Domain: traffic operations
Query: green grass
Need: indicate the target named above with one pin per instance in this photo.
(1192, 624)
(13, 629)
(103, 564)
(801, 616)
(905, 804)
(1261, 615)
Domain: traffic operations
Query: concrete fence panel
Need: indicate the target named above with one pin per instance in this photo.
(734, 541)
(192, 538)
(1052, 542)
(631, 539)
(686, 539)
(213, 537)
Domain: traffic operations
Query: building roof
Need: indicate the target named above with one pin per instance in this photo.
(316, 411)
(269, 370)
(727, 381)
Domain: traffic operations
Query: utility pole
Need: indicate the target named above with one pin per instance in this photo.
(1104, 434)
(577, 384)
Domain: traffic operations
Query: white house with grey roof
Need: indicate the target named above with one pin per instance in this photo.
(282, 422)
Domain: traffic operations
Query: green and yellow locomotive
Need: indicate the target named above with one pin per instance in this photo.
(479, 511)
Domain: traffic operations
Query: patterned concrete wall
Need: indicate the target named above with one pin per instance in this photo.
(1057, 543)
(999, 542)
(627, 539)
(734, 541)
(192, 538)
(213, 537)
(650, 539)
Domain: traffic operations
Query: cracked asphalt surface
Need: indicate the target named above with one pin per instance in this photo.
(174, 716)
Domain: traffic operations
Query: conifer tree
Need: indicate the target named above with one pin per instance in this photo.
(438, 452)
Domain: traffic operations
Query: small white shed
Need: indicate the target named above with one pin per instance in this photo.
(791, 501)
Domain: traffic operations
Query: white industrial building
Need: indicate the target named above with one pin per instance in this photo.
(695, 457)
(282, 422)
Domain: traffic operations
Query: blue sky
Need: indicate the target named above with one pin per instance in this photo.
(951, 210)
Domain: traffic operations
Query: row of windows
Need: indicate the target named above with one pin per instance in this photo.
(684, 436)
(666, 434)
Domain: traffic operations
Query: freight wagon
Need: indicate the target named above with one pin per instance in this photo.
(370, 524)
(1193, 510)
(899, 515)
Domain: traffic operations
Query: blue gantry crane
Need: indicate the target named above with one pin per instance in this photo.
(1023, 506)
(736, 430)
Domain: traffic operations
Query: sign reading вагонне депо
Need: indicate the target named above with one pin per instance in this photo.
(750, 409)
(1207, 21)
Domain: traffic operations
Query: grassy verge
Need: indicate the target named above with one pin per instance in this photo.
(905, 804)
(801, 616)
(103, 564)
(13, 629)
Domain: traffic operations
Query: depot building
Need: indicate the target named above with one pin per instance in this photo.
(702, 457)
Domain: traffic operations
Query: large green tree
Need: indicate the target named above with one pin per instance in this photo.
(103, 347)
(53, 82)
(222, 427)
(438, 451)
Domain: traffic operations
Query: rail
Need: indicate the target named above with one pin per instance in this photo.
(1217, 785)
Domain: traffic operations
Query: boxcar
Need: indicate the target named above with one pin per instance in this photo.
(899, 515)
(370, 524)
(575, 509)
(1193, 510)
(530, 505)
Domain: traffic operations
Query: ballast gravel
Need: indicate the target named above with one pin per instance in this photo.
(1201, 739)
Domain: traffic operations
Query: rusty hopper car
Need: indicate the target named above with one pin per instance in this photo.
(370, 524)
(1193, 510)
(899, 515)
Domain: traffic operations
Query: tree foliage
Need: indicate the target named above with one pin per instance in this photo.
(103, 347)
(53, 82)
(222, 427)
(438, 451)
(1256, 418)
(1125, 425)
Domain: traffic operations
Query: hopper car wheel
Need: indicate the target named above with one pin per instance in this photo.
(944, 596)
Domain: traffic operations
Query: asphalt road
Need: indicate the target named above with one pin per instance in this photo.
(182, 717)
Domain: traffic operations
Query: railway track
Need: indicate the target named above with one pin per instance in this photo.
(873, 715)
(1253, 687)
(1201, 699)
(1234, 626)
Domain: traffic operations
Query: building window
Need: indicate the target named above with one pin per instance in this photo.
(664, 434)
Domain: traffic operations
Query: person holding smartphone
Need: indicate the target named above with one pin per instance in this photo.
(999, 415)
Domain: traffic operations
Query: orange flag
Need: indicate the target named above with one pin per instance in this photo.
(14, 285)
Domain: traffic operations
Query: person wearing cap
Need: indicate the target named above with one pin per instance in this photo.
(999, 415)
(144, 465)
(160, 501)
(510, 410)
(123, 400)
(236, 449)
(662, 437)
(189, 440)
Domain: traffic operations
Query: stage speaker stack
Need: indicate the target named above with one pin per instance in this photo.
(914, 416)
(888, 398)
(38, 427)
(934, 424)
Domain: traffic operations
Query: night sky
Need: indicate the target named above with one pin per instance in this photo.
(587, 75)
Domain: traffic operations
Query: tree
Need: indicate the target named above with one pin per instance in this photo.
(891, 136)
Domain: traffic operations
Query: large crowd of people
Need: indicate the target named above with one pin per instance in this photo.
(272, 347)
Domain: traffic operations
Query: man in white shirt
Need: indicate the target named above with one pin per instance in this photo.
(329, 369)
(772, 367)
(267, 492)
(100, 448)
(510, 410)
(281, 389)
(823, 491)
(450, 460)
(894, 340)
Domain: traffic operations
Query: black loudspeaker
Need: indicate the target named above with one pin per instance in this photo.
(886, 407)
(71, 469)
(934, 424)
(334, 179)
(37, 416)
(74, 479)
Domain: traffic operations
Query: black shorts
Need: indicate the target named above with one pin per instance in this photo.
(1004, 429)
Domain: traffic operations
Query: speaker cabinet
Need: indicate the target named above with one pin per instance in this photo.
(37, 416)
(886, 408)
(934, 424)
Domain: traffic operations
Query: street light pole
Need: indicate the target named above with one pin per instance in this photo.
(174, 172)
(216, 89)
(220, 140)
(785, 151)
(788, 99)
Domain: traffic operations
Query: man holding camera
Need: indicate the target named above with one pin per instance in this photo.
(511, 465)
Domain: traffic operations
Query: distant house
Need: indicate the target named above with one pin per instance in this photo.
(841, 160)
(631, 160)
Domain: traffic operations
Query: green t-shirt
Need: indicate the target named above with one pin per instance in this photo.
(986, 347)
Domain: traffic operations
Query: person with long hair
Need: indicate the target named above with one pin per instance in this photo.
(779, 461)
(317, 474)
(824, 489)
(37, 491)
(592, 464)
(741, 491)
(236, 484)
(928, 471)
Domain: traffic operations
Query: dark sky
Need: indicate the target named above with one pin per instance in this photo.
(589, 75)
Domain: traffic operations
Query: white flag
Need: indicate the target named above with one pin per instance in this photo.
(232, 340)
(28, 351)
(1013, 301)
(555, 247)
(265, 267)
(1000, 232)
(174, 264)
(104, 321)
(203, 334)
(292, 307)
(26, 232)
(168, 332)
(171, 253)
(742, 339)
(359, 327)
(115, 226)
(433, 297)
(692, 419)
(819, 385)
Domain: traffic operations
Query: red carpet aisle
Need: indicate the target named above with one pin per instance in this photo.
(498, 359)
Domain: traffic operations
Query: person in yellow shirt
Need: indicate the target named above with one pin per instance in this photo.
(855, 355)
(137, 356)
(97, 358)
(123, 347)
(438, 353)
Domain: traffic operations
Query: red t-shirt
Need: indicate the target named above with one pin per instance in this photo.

**Task statement:** Select every line of the data above that contains the string "shirt", and copy each of those lines in full.

**Written solution:**
Query: man in white shirt
Query: green t-shirt
Query: person in yellow shirt
Query: red t-shirt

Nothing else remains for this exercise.